# START OF Entries
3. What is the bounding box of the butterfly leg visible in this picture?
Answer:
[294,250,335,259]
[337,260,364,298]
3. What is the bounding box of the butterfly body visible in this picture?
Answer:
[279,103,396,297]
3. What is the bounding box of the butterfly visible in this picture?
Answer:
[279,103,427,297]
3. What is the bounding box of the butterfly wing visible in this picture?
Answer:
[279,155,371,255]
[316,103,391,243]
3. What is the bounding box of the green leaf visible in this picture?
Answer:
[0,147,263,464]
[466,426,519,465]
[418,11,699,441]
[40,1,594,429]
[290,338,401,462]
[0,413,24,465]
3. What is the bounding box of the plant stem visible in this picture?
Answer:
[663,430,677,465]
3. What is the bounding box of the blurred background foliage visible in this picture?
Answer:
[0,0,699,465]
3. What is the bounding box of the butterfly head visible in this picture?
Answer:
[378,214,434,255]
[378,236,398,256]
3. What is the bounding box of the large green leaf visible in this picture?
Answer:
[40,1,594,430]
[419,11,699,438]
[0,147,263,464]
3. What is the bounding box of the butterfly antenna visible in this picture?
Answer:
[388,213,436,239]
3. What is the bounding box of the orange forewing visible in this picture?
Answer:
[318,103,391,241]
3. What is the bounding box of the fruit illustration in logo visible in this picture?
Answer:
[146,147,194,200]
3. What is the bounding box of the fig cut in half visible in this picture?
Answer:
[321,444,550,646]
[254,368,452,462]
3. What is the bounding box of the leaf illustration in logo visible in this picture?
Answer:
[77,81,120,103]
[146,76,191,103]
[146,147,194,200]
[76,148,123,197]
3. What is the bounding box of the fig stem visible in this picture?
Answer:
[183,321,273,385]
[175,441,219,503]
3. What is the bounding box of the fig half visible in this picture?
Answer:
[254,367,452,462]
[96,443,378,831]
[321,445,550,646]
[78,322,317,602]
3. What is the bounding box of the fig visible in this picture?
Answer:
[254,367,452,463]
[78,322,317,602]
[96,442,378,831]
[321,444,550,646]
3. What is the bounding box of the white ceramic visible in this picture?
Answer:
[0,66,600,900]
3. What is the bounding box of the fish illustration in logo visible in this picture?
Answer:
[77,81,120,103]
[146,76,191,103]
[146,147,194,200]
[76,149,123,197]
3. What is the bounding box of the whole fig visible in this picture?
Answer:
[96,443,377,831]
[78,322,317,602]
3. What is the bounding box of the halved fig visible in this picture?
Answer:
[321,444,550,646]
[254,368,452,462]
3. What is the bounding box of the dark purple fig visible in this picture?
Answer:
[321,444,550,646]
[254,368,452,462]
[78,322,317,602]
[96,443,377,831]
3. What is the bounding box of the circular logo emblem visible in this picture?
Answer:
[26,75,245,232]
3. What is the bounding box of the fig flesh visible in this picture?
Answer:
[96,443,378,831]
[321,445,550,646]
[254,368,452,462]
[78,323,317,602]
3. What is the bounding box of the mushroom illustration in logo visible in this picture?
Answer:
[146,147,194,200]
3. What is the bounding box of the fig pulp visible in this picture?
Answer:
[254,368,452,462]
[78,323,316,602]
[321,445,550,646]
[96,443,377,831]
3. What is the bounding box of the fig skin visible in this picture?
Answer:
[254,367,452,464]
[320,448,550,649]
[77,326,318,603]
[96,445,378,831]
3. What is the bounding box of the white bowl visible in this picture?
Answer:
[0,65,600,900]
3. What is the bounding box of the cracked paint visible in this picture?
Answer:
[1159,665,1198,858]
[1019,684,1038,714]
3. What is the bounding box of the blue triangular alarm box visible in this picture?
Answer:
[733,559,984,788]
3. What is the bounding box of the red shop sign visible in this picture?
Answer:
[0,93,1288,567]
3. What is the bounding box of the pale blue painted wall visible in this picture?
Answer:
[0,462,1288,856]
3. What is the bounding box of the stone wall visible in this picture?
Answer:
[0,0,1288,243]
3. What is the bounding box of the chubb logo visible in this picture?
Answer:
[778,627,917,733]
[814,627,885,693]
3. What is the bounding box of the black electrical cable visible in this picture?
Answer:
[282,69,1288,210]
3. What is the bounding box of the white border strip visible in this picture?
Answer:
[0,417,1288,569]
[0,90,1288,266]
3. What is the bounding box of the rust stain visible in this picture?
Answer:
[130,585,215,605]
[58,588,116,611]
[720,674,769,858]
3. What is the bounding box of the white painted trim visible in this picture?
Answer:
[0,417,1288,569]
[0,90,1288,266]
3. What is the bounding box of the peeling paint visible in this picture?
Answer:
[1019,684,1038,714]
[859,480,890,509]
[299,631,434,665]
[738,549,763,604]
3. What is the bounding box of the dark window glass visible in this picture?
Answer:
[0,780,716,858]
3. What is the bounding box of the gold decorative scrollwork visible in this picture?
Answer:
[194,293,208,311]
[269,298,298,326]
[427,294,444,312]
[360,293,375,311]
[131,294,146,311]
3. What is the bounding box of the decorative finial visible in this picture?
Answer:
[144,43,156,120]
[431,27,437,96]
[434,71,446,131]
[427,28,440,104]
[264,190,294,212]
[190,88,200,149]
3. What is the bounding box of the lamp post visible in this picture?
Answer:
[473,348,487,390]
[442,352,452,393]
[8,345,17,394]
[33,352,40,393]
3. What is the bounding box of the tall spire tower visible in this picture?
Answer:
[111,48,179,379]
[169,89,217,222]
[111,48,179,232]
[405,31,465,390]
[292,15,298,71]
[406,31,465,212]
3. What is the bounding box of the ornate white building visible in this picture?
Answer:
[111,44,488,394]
# END OF Entries
What you should do: Rescale the material starting at the line containing "3. What is the bounding box of the dark purple" and ending at the line containing "[0,65,600,900]", reproducing every line in that span, including the requests, unchanged except for the bounding box coordinates in the answers. Multiply each coordinate by 1.6 and round it to a whole number, with halves rounded up.

Correct result:
3. What is the bounding box of the dark purple fig visible in this picture?
Answer:
[514,710,880,1034]
[406,589,723,739]
[125,515,507,963]
[154,709,603,1330]
3. What is the bounding box of the circular logo emblem visible in this picture?
Answer:
[42,120,392,371]
3. What is the bounding box of the fig flesh visible in this picture?
Answer:
[154,709,605,1330]
[514,712,880,1034]
[406,589,723,739]
[125,517,507,963]
3. What is the bounding box of the mushroom illustration in logo visible in this picture?
Answer:
[234,235,310,320]
3. What is the bounding box of the fig pulp visible in this picture?
Answer:
[406,589,723,739]
[125,517,506,963]
[514,712,880,1034]
[154,709,603,1330]
3. What is the bounding box of the fig skin visible in this picture?
Answer:
[406,587,723,742]
[512,717,880,1038]
[123,522,509,965]
[154,712,605,1330]
3. What is the bounding box of the white bowl visible in this picture?
Answer:
[0,104,960,1440]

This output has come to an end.